(Exercise)
Format the records below as a Markdown table with two columns, Row and Line, putting each non-blank line in its own numbered row and omitting blank lines.

* begin *

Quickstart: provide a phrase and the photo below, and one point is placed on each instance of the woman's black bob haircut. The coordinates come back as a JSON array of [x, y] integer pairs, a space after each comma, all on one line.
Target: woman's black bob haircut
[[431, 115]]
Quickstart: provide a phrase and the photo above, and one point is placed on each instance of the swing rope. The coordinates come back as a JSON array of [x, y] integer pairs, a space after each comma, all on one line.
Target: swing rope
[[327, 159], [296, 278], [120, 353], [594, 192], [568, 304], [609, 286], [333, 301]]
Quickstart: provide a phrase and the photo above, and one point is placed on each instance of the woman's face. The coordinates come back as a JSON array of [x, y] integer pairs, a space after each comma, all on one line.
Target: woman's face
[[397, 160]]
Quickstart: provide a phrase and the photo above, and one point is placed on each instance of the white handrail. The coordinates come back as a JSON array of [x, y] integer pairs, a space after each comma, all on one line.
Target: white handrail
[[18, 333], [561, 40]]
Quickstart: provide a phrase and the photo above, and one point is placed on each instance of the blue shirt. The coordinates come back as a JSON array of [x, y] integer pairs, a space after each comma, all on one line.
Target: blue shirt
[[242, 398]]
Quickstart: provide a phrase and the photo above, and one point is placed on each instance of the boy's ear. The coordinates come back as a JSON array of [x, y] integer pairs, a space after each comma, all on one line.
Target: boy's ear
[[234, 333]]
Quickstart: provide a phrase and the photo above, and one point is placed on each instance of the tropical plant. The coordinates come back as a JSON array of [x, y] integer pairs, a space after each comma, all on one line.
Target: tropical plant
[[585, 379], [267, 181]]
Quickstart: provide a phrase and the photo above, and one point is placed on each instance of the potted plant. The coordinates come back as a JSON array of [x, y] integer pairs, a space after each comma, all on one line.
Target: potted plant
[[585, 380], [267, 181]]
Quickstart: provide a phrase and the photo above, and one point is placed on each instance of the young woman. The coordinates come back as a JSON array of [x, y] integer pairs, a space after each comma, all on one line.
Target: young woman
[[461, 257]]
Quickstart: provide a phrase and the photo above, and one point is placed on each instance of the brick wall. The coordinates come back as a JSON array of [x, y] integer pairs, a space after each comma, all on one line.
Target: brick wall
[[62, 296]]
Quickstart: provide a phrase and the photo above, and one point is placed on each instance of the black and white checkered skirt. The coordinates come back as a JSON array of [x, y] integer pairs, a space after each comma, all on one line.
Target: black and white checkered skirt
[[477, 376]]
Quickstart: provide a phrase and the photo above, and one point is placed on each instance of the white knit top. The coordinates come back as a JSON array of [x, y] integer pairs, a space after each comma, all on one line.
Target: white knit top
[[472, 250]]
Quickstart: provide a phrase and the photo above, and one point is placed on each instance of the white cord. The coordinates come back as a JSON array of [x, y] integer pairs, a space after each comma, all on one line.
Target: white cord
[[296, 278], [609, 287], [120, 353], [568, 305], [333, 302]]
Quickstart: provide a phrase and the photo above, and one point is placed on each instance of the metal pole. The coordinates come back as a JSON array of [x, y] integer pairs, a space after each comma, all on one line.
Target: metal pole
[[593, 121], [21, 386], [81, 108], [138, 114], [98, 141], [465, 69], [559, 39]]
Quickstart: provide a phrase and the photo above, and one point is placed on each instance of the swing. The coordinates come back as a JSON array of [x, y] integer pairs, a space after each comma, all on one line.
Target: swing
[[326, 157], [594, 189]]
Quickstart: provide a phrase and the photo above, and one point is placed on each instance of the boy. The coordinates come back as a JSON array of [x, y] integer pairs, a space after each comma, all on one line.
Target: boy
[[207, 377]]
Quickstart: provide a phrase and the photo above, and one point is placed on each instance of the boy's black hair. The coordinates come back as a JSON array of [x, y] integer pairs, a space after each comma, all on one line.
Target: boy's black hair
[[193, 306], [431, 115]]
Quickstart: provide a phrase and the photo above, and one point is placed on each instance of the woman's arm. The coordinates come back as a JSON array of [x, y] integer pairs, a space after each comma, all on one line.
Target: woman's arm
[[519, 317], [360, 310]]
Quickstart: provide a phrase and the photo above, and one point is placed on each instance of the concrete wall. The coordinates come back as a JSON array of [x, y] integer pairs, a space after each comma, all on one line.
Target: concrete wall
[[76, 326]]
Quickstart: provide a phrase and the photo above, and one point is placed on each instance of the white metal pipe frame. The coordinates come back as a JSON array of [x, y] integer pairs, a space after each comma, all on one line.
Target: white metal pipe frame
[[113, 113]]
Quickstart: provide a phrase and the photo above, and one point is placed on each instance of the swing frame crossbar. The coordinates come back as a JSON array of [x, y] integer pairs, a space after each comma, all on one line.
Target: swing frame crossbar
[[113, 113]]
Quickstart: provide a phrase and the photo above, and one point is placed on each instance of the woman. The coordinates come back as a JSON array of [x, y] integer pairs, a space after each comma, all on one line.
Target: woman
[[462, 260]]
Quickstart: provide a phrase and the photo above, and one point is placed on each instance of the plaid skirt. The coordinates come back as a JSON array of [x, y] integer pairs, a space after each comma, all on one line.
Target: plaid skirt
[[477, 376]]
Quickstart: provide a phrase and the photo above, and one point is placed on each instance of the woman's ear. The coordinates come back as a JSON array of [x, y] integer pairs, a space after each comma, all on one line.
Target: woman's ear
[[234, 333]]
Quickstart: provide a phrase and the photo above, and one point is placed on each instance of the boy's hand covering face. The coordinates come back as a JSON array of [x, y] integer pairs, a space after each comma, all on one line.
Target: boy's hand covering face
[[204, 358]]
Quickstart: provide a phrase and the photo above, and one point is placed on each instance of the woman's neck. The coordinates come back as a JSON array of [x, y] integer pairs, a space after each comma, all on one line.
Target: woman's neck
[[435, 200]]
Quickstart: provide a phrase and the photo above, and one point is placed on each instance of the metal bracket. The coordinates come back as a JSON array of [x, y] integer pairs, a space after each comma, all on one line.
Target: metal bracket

* end *

(Task response)
| Row | Line |
|---|---|
| 1 | Quickstart: provide a phrase and the photo below, and one point is placed on each instance of the woman's black bob haircut. The coordinates come back as a JSON array of [x, y] integer pairs, a space after each comma, all on one line. |
| 2 | Target: woman's black bob haircut |
| 3 | [[431, 115]] |
| 4 | Quickstart: provide a phrase and the photo above, and one point is placed on each instance of the swing rope. The coordinates come back as a JSON array of [x, y] integer pairs, a space after each comma, all on one line. |
| 5 | Target: swing rope |
| 6 | [[327, 159], [296, 278], [120, 353], [594, 192], [568, 304], [609, 286], [333, 301]] |
| 7 | Quickstart: provide a phrase and the photo above, and one point is placed on each instance of the woman's face. The coordinates come back as a JSON array of [x, y] integer pairs, a space after each comma, all on one line. |
| 8 | Target: woman's face |
| 9 | [[397, 160]] |
| 10 | Quickstart: provide a phrase and the photo above, and one point is placed on each instance of the white handrail. The coordinates come back as a JSON array of [x, y] integer pairs, a space after each comma, all on one line. |
| 11 | Target: white handrail |
| 12 | [[18, 333], [561, 40]] |
| 13 | Quickstart: provide a phrase and the photo above, and one point is placed on each instance of the blue shirt. The coordinates come back as a JSON array of [x, y] integer pairs, a space after each comma, all on one line. |
| 14 | Target: blue shirt |
| 15 | [[242, 398]] |
| 16 | Quickstart: provide a phrase and the photo above, and one point is placed on each instance of the boy's ear. The coordinates come back as a JSON array of [x, y] integer pairs, a space after each comma, all on one line. |
| 17 | Target: boy's ear |
| 18 | [[234, 333]] |
| 19 | Quickstart: provide a phrase and the photo above, and one point is placed on each instance of the tropical plant. The coordinates come back as a JSON array of [x, y] integer pairs, a space after each comma, all on one line. |
| 20 | Target: tropical plant |
| 21 | [[585, 379], [267, 181]] |
| 22 | Quickstart: provide a phrase and the photo above, and one point is placed on each instance of the potted plant. The coordinates come back as a JSON array of [x, y] integer pairs, a space after each comma, all on one line. |
| 23 | Target: potted plant |
| 24 | [[585, 380], [267, 181]] |
| 25 | Quickstart: provide a phrase and the photo above, and one point is placed on each instance of the young woman. The coordinates come back as a JSON array of [x, y] integer pairs, a space after each comma, all on one line. |
| 26 | Target: young woman |
| 27 | [[461, 257]] |
| 28 | Quickstart: provide a phrase and the photo above, and one point is placed on each instance of the brick wall. The coordinates come back as a JSON array of [x, y] integer pairs, a space after each comma, all on one line. |
| 29 | Target: brick wall |
| 30 | [[62, 296]] |
| 31 | Quickstart: provide a phrase and the photo above, and one point is placed on each instance of the black and white checkered skirt. The coordinates come back as a JSON array of [x, y] integer pairs, a space after each comma, all on one line. |
| 32 | Target: black and white checkered skirt |
| 33 | [[477, 376]] |
| 34 | Quickstart: provide a phrase and the photo above, and one point is placed on each instance of the white knit top. The coordinates come back as a JSON array of [x, y] integer pairs, a space after each comma, all on one line. |
| 35 | Target: white knit top |
| 36 | [[472, 250]] |
| 37 | Quickstart: provide a phrase and the photo above, and one point is placed on each instance of the white cord. The coordinates come back as a JSON array of [x, y] integer pairs, a space after each comma, all on one line. |
| 38 | Target: white cord |
| 39 | [[296, 278], [609, 287], [120, 353], [568, 305], [333, 302]] |
| 40 | Quickstart: provide a phrase and the photo above, and one point is placed on each instance of the metal pole. The coordinates come back as a JSON array of [x, y] integer pairs, a space after each comma, all on one line. |
| 41 | Target: metal pole |
| 42 | [[593, 121], [21, 386], [81, 108], [138, 114], [98, 141], [465, 69], [559, 39]] |
| 43 | Quickstart: provide a phrase and the photo above, and one point is placed on each instance of the swing. The coordinates come back as a JSON array of [x, y] integer pairs, a space after each comma, all on one line. |
| 44 | Target: swing |
| 45 | [[326, 157], [594, 189]] |
| 46 | Quickstart: provide a phrase and the photo above, and one point is placed on each instance of the boy. The coordinates come back as a JSON array of [x, y] integer pairs, a space after each comma, all on one line. |
| 47 | Target: boy |
| 48 | [[207, 377]] |
| 49 | Quickstart: provide a phrase and the photo above, and one point is placed on each instance of the boy's black hair. The coordinates come back as a JSON array of [x, y] integer pairs, a space after each comma, all on one line. |
| 50 | Target: boy's black hair |
| 51 | [[193, 306], [431, 115]] |
| 52 | Quickstart: provide a phrase and the photo above, and one point is placed on each instance of the woman's arm. The coordinates come back as a JSON array of [x, y] integer pairs, a space after each comma, all on one line. |
| 53 | Target: woman's arm |
| 54 | [[519, 317], [360, 310]] |
| 55 | Quickstart: provide a phrase and the photo above, and one point is placed on each instance of the concrete wall. The coordinates come back as a JSON array of [x, y] integer pairs, a space after each comma, all on one line. |
| 56 | Target: concrete wall |
| 57 | [[76, 326]] |
| 58 | Quickstart: provide a phrase and the photo above, and one point is placed on each instance of the white metal pipe frame. The coordinates come back as a JSON array of [x, y] integer pairs, a space after each comma, all on one line. |
| 59 | Target: white metal pipe frame |
| 60 | [[113, 113]] |
| 61 | Quickstart: provide a phrase and the photo above, and one point is placed on each instance of the swing frame crossbar. The coordinates come back as a JSON array of [x, y] integer pairs, a space after each comma, all on one line. |
| 62 | Target: swing frame crossbar |
| 63 | [[113, 113]] |
| 64 | Quickstart: provide a phrase and the photo above, and one point is placed on each instance of the woman. The coordinates come back as a JSON array of [x, y] integer pairs, a space after each comma, all on one line. |
| 65 | Target: woman |
| 66 | [[462, 260]] |
| 67 | Quickstart: provide a phrase and the photo above, and one point is placed on each instance of the plaid skirt. The coordinates come back as a JSON array of [x, y] integer pairs, a space after each comma, all on one line. |
| 68 | Target: plaid skirt |
| 69 | [[477, 376]] |
| 70 | Quickstart: provide a phrase and the photo above, and one point is placed on each instance of the woman's ear. The coordinates come back as a JSON array of [x, y] integer pairs, a space after each comma, all on one line. |
| 71 | Target: woman's ear |
| 72 | [[234, 333]] |
| 73 | Quickstart: provide a phrase and the photo above, and one point is placed on each instance of the boy's hand covering face. The coordinates come back as a JSON array of [x, y] integer pairs, a space after each comma, all on one line. |
| 74 | Target: boy's hand covering face |
| 75 | [[204, 358]] |
| 76 | Quickstart: provide a phrase and the photo above, and one point is placed on each instance of the woman's neck. The coordinates come back as a JSON array of [x, y] integer pairs, a space after each comma, all on one line. |
| 77 | Target: woman's neck |
| 78 | [[435, 200]] |
| 79 | Quickstart: provide a phrase and the photo above, and one point is placed on each instance of the metal bracket. The coordinates come back as a JSON array of [x, y] integer pairs, a space after each comma, all on one line. |
| 80 | Target: metal bracket |